*Problem to work on*. Reproduce all the rows below in full, requests included, and shift every coordinate in the answers by -116. Leave the numbers in the requests and their format samples unchanged.

*Supplied data*.
● ● ● ● ●
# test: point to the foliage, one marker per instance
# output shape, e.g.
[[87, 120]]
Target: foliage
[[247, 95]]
● ● ● ● ●
*Solution to the exercise*.
# test: point to the foliage, one marker per instance
# output shape, e.g.
[[87, 120]]
Target: foliage
[[131, -21]]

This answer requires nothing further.